## ASSIGNMENT
Your answer must be the lines of the entries below, exactly as written, from the first line through the line containing "# mark a point on every instance of the dry".

## THE RECORDS
Start of Block
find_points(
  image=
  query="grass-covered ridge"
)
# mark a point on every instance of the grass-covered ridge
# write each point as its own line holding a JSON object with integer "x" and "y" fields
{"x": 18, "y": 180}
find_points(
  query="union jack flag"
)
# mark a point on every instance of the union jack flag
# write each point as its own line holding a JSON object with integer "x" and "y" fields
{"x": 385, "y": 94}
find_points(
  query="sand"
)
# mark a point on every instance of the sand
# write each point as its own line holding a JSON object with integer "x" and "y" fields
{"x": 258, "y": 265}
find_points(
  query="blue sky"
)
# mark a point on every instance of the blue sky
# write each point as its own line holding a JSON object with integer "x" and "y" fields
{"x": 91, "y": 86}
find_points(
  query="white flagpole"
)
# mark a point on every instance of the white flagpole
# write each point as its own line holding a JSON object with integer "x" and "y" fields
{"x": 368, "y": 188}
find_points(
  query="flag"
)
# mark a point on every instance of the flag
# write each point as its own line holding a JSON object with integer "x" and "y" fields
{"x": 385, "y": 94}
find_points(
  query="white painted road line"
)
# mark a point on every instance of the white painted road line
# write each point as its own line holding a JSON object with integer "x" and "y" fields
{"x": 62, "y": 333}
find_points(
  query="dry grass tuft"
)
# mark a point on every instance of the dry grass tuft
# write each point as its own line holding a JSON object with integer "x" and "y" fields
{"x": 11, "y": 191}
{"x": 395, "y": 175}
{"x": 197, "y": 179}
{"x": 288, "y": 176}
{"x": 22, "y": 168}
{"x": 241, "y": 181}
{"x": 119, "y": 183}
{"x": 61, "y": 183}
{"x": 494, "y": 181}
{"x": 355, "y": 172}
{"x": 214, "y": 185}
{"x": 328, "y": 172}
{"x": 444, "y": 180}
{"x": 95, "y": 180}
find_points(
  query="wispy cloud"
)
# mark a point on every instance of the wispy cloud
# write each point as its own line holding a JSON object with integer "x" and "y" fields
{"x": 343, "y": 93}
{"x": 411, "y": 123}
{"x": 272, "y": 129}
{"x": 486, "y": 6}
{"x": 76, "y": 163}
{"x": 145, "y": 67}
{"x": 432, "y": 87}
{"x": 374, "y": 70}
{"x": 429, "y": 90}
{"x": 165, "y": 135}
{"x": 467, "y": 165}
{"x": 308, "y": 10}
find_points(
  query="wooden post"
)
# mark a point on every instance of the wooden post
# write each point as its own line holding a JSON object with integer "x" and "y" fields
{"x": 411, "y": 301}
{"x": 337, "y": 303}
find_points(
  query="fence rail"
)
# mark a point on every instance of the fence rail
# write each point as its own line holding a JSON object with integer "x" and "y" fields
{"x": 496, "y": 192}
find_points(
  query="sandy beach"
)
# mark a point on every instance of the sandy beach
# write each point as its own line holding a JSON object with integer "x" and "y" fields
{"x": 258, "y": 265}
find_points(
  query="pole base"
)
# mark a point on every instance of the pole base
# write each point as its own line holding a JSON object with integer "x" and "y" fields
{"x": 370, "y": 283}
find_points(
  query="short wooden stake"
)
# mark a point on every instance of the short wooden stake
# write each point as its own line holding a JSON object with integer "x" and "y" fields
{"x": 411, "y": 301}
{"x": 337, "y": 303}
End of Block
## EXERCISE OUTPUT
find_points(
  image=
  query="grass-covered ridge"
)
# mark a point on every instance of the grass-covered ridge
# write each point as its own line holding a JSON object with integer "x" and "y" fields
{"x": 18, "y": 180}
find_points(
  query="union jack flag"
)
# mark a point on every instance of the union jack flag
# write each point as its own line holding a JSON object with integer "x" and "y" fields
{"x": 385, "y": 94}
find_points(
  query="sand"
)
# mark a point on every instance of the sand
# write each point as its own line holding a JSON object with integer "x" and "y" fields
{"x": 258, "y": 265}
find_points(
  query="blue sky"
)
# mark a point on every instance of the blue sky
# write each point as its own line holding a JSON object with integer "x" and "y" fields
{"x": 91, "y": 86}
find_points(
  query="white flagpole"
)
# mark a point on every instance of the white flagpole
# write each point as its own line holding a JSON object with integer "x" and "y" fields
{"x": 368, "y": 188}
find_points(
  query="flag"
)
# mark a point on every instance of the flag
# write each point as its own line holding a JSON object with integer "x" and "y" fields
{"x": 385, "y": 94}
find_points(
  query="white painted road line"
)
# mark a point on every instance of the white painted road line
# write each point as its own line holding a JSON object with integer "x" and "y" fields
{"x": 62, "y": 333}
find_points(
  query="dry grass tuft"
)
# mark a point on every instance of the dry grass tuft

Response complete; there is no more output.